> [AIM OF THE EXERCISE]
Copy out only the items from the line containing "If you could pin the pedestal" through the end of the items, swapping "grass" for "lawn" and changing nothing else.

Stored data entries
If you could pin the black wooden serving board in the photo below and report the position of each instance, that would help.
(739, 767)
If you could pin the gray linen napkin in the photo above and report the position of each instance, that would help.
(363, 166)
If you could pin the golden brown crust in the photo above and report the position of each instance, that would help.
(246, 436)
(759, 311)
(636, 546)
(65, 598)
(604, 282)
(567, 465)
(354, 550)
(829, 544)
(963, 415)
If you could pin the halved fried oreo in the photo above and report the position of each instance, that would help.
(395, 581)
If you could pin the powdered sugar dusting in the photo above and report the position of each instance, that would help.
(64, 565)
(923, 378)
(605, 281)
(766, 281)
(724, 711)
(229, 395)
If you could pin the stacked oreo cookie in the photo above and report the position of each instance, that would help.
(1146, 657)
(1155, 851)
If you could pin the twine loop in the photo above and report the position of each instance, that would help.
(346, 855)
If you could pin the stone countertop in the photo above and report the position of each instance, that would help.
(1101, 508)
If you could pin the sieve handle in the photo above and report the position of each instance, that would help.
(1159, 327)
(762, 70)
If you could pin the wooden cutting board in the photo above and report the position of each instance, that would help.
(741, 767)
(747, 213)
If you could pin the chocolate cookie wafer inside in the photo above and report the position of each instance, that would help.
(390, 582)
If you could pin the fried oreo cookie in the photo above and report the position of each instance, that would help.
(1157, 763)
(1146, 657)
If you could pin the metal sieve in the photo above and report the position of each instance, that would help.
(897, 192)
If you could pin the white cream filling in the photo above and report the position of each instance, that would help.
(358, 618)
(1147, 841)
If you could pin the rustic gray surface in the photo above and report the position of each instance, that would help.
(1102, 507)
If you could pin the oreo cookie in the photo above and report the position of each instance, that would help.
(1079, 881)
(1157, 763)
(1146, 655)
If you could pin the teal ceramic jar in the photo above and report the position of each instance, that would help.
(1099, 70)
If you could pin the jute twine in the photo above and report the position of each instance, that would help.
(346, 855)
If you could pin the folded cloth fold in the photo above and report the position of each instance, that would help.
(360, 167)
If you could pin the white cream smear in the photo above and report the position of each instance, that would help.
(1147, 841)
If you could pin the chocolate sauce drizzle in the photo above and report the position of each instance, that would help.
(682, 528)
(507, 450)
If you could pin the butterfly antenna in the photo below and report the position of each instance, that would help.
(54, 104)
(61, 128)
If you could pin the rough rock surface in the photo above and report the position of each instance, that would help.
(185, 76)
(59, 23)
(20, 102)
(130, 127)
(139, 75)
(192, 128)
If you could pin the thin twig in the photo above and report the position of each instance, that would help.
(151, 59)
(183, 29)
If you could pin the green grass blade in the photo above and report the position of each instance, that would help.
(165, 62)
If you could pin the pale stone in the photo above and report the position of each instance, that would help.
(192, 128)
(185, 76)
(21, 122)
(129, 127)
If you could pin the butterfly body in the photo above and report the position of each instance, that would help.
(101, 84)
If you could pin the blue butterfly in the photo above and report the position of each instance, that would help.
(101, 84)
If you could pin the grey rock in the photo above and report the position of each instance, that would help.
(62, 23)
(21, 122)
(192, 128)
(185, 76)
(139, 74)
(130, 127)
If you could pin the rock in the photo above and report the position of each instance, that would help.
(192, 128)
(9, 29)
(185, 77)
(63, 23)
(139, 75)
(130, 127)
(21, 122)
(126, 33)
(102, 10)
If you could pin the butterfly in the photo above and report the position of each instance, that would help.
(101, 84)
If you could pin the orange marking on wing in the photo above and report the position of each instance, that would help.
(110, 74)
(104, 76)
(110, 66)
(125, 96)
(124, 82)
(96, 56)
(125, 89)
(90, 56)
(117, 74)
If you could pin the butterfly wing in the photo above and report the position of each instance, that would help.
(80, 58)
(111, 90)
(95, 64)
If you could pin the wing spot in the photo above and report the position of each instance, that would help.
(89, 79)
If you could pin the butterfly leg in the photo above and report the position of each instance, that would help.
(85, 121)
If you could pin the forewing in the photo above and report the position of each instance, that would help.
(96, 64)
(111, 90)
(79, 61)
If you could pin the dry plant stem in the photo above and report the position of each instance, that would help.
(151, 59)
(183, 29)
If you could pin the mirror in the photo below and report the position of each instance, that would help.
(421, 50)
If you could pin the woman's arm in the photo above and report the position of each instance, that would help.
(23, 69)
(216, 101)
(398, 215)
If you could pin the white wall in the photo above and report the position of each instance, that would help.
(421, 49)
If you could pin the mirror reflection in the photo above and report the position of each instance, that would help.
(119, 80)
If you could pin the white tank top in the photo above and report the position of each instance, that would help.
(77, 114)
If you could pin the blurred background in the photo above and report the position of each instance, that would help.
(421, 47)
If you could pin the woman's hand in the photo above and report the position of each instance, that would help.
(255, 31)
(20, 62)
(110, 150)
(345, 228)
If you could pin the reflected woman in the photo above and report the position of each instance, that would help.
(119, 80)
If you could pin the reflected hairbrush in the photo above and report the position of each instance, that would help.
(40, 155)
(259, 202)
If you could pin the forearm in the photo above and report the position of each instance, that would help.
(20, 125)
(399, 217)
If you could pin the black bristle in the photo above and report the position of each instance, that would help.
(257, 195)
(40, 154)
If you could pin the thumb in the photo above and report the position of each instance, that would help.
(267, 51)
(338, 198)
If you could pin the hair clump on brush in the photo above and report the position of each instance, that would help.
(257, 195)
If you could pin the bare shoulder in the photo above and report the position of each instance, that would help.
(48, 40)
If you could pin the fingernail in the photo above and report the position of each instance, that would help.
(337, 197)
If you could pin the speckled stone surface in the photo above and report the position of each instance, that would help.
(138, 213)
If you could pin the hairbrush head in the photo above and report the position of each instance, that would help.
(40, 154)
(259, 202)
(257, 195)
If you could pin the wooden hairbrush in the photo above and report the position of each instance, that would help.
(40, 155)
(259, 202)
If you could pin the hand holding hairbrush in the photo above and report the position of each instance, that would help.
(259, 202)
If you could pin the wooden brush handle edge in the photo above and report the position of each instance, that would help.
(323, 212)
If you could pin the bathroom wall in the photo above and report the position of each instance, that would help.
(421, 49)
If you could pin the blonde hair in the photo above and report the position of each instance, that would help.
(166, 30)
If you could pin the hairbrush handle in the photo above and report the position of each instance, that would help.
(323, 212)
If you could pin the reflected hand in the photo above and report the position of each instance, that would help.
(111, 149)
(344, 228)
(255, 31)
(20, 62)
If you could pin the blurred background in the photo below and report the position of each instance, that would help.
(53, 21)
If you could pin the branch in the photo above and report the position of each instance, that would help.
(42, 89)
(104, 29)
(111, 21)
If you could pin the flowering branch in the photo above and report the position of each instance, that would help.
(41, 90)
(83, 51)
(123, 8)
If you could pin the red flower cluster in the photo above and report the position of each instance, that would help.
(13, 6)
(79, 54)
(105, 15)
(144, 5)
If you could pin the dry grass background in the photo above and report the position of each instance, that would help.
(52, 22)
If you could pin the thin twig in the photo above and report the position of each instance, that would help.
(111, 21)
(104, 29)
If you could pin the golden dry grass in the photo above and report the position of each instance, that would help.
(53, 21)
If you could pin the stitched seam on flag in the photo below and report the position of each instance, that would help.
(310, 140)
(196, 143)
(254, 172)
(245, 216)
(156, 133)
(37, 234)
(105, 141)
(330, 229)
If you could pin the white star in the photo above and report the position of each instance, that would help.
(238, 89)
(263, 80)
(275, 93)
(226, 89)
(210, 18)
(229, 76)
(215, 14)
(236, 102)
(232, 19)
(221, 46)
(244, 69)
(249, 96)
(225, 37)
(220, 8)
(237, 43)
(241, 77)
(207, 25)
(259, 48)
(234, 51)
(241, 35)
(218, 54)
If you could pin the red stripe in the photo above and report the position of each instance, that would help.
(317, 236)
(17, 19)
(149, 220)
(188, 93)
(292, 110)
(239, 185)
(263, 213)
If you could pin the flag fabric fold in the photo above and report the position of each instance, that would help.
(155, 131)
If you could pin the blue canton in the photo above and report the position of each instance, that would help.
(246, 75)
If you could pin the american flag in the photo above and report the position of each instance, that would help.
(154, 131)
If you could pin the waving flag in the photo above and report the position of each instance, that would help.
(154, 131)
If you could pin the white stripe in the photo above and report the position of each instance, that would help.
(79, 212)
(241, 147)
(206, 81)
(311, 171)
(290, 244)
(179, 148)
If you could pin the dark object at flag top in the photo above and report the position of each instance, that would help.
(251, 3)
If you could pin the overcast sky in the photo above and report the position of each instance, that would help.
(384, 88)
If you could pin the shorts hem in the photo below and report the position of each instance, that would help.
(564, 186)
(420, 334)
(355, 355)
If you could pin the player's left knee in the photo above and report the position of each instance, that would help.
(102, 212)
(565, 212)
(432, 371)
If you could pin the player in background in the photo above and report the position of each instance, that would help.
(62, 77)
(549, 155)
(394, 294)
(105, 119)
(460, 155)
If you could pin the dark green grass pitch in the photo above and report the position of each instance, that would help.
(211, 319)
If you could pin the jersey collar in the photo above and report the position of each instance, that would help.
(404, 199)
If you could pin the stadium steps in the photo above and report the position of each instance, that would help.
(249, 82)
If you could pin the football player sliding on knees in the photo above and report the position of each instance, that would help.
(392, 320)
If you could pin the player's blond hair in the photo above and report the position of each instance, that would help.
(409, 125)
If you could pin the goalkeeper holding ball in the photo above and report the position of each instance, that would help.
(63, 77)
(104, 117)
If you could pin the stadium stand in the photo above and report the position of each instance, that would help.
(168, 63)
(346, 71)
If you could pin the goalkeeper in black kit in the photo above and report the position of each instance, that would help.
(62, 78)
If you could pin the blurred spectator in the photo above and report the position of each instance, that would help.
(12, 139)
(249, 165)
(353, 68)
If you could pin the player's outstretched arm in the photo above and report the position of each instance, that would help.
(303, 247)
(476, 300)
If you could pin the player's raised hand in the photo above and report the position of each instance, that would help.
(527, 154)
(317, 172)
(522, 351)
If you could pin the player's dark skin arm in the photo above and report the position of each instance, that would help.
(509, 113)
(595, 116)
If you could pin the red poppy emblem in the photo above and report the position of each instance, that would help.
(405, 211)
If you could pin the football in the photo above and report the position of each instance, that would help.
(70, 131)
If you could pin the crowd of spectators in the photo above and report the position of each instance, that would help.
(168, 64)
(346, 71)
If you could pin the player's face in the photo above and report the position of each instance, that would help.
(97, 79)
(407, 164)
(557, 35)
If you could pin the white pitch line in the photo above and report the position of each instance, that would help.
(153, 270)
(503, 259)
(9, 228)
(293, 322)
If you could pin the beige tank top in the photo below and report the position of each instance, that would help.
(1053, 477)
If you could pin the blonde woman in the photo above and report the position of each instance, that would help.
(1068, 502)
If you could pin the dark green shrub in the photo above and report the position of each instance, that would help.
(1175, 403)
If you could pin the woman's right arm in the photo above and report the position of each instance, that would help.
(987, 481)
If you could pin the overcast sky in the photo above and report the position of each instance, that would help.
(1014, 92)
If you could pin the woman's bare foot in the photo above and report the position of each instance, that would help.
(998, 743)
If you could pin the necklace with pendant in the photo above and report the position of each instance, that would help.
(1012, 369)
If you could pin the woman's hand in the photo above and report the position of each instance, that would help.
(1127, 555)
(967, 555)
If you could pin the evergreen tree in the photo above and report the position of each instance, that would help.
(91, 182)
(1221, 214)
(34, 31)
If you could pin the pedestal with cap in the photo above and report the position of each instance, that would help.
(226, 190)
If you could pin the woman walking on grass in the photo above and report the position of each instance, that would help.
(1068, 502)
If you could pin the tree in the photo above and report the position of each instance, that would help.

> [EXERCISE OUTPUT]
If you could pin the pedestal with cap in the photo above and report the position of each instance, that would help.
(226, 190)
If you could pin the woman walking on lawn in the photo above and report the position of each instance, that would help.
(1068, 502)
If you could pin the tree in the photo above and report the position of each instance, that would help.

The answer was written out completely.